[What you will do]
Starting at the line containing "Where can the sky" and continuing to the end of the data, output each line as one string in a JSON list, skipping blank lines.

━━━ Data for this exercise ━━━

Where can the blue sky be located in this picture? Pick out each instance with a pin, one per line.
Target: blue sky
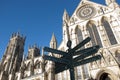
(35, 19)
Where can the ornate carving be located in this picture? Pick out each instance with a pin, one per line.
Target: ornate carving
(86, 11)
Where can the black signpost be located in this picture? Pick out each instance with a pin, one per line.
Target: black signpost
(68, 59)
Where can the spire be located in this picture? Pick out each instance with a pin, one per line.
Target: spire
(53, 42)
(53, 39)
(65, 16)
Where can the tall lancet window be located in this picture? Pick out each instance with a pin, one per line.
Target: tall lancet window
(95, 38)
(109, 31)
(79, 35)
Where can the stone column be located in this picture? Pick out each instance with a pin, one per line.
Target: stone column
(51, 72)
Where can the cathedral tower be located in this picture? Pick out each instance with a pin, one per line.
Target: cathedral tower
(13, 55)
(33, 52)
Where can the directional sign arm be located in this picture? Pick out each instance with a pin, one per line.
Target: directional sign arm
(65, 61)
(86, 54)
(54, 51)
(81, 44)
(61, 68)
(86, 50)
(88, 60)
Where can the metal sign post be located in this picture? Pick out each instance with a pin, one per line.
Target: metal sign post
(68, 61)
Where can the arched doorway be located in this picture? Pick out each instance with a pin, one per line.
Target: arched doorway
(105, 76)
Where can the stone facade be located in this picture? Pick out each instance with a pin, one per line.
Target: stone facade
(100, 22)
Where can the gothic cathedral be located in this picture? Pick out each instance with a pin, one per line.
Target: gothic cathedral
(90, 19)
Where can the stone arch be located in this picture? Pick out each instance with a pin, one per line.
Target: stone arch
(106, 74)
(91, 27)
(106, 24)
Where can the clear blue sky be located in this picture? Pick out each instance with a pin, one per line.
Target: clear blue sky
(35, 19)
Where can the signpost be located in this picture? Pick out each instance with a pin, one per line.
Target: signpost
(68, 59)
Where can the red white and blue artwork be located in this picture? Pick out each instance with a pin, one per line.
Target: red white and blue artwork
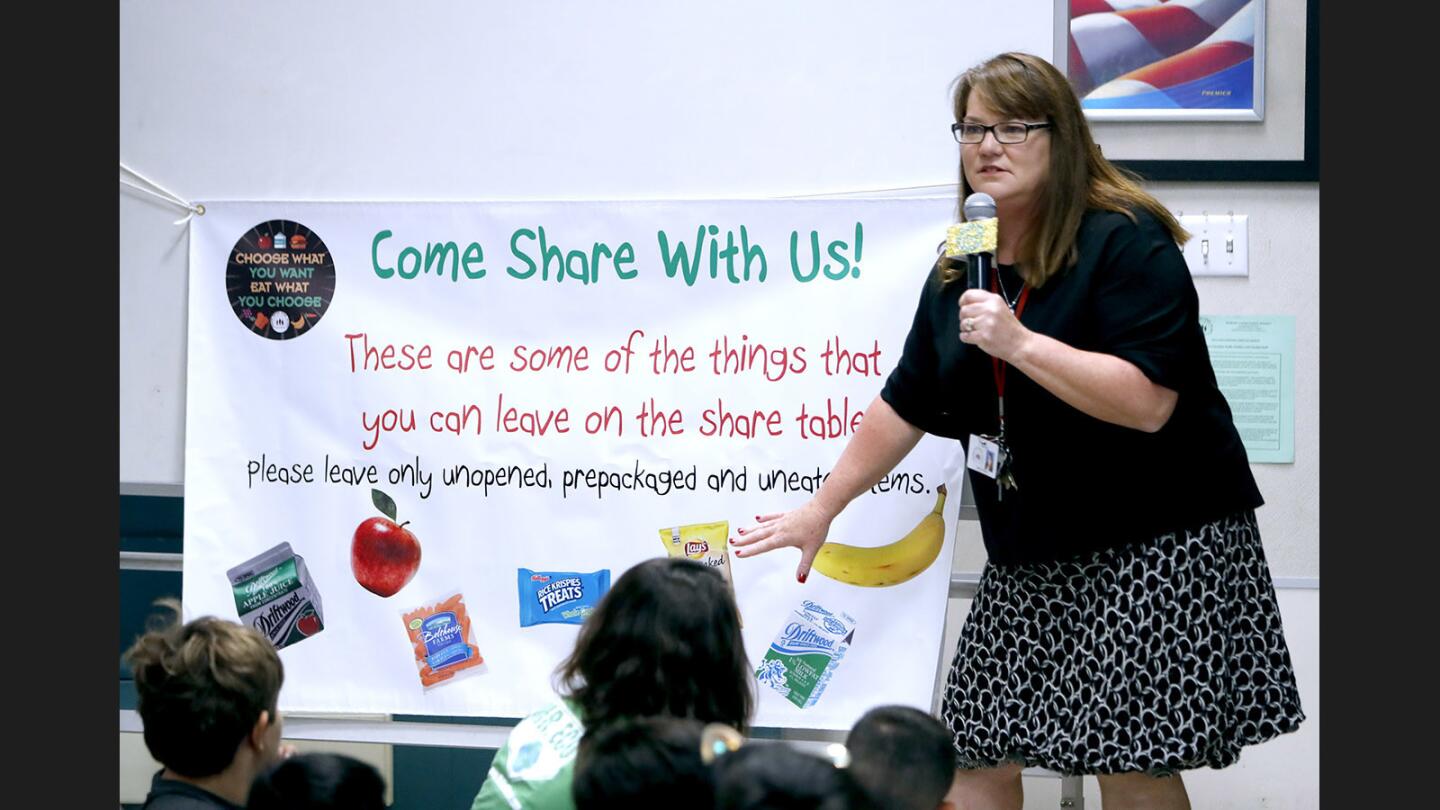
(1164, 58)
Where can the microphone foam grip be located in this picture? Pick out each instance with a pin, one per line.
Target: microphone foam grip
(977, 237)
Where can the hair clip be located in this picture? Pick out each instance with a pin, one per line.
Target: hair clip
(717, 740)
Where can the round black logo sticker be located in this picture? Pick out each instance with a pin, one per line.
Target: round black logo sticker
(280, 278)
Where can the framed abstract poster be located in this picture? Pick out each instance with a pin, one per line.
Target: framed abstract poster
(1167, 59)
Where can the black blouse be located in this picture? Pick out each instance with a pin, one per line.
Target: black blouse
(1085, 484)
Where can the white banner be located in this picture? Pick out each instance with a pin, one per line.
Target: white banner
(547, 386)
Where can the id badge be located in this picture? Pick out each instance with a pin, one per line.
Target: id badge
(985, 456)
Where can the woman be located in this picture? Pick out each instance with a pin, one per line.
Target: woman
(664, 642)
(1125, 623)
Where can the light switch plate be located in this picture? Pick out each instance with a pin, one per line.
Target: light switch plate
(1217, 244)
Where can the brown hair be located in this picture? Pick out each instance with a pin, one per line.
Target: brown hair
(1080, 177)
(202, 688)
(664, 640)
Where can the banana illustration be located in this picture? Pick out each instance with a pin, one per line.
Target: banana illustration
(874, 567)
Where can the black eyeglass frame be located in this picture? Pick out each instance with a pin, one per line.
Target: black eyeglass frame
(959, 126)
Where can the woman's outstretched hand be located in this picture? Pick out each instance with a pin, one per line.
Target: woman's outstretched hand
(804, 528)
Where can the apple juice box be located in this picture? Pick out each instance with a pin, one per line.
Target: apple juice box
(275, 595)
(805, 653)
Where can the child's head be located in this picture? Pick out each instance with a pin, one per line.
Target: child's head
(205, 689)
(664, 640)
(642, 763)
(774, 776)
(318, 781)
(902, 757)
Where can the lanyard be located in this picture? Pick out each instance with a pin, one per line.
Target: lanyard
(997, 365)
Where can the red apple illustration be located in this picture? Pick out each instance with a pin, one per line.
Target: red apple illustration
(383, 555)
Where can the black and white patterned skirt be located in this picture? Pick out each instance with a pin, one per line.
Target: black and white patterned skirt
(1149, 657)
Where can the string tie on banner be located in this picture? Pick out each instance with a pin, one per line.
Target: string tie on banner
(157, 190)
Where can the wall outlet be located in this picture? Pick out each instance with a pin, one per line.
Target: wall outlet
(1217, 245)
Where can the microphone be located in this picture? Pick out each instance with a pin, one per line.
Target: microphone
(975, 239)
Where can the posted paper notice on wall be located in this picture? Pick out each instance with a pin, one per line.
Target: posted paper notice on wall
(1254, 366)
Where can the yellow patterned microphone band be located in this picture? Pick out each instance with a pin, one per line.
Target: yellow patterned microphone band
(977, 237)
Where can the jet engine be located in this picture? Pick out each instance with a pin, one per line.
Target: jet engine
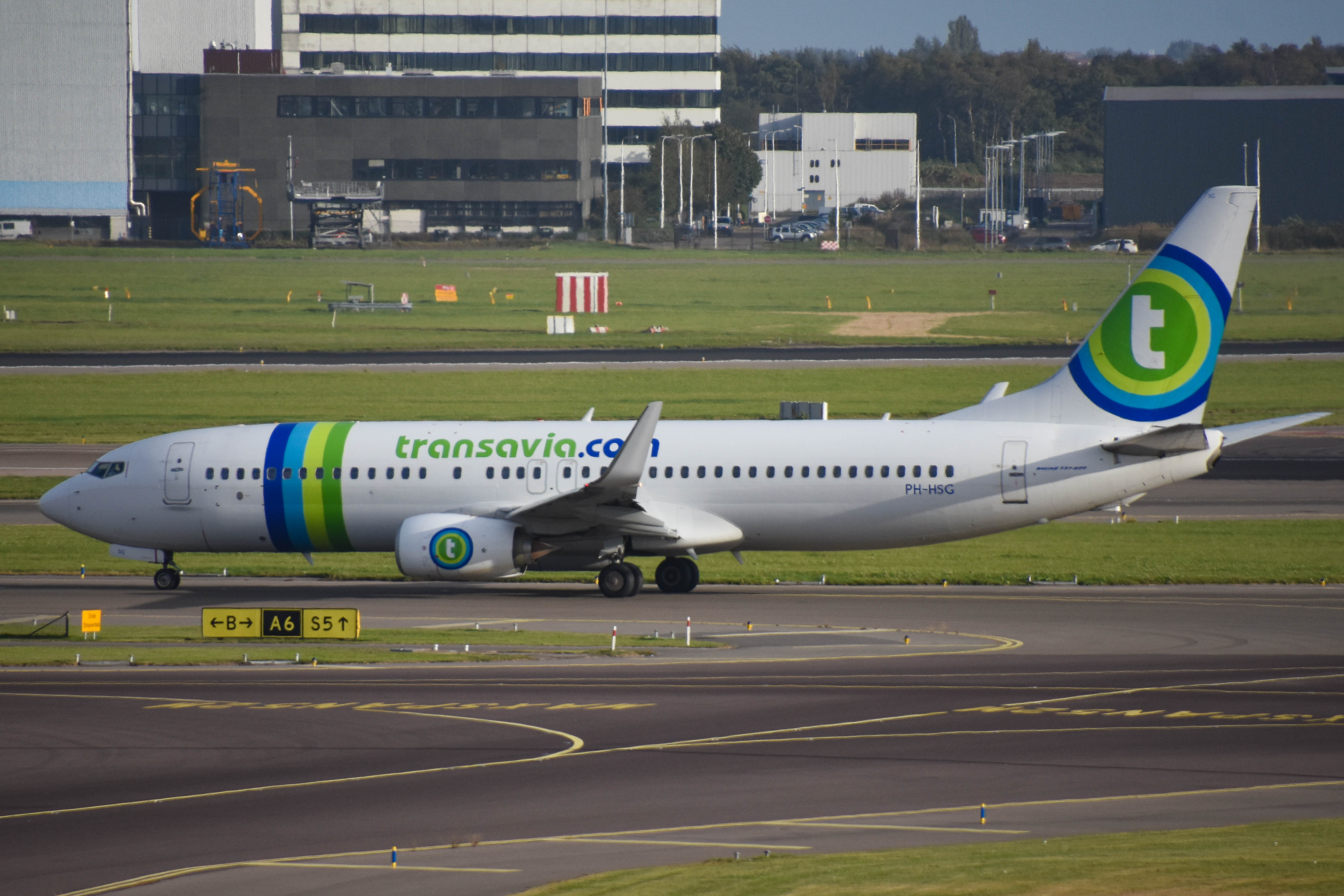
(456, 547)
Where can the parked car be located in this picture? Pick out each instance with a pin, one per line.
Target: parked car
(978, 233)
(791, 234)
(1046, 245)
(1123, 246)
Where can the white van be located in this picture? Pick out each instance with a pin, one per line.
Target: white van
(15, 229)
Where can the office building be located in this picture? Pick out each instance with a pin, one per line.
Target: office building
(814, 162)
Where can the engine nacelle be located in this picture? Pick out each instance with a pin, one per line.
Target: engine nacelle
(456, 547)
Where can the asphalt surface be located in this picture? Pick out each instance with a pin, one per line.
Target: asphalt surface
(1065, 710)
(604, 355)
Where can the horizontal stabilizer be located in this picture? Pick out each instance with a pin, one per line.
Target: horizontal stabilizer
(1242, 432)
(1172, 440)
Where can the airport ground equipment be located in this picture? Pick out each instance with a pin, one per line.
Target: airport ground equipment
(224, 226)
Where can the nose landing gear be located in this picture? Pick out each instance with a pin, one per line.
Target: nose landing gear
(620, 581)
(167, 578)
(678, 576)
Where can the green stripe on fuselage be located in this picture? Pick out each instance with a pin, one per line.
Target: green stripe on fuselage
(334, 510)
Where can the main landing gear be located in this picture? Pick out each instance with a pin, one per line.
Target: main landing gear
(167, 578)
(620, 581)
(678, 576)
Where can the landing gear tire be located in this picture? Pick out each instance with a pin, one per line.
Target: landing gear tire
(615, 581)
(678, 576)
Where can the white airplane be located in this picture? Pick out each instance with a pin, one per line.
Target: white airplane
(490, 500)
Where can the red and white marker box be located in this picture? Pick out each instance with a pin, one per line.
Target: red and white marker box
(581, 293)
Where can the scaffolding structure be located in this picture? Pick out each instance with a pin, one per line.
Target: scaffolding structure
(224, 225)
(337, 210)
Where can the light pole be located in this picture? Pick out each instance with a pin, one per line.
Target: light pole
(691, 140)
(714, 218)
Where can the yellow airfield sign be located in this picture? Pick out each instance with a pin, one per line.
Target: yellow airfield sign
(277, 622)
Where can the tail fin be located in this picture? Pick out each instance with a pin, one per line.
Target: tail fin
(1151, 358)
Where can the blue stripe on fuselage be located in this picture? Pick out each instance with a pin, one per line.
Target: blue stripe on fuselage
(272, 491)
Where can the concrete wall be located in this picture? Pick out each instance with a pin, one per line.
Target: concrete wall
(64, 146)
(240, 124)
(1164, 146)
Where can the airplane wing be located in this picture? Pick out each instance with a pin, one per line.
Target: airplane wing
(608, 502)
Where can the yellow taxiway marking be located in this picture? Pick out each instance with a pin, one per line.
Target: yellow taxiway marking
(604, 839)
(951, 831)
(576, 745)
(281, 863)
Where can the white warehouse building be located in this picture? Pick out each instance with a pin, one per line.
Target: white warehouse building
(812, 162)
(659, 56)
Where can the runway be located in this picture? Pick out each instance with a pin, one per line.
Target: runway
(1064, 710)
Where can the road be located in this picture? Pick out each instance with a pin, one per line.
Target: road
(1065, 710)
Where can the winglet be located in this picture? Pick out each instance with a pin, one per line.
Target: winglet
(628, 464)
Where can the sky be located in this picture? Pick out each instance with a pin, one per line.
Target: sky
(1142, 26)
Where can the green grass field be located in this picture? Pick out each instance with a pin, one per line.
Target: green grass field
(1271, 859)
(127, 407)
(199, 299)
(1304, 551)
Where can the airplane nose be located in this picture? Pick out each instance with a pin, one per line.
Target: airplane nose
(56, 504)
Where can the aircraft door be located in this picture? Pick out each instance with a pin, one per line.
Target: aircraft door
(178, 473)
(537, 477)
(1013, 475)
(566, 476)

━━━

[Correct output]
[
  "Where can the sky be located in this picture? Pick out each instance with a pin, one per line.",
  "Target: sky",
  "(1142, 26)",
  "Where can the green grass field be located in this picture? Pick out each instance with a pin, one per line.",
  "Target: green grass field",
  "(1271, 859)",
  "(127, 407)",
  "(199, 299)",
  "(1304, 551)",
  "Where can the airplane nose be located in this picture? Pick out each instance with a pin, one per line.",
  "Target: airplane nose",
  "(56, 504)",
  "Where can the aircraft door be located in this picture? Pick out each instance with a pin, one per line.",
  "Target: aircraft door",
  "(178, 473)",
  "(537, 477)",
  "(1013, 475)",
  "(566, 476)"
]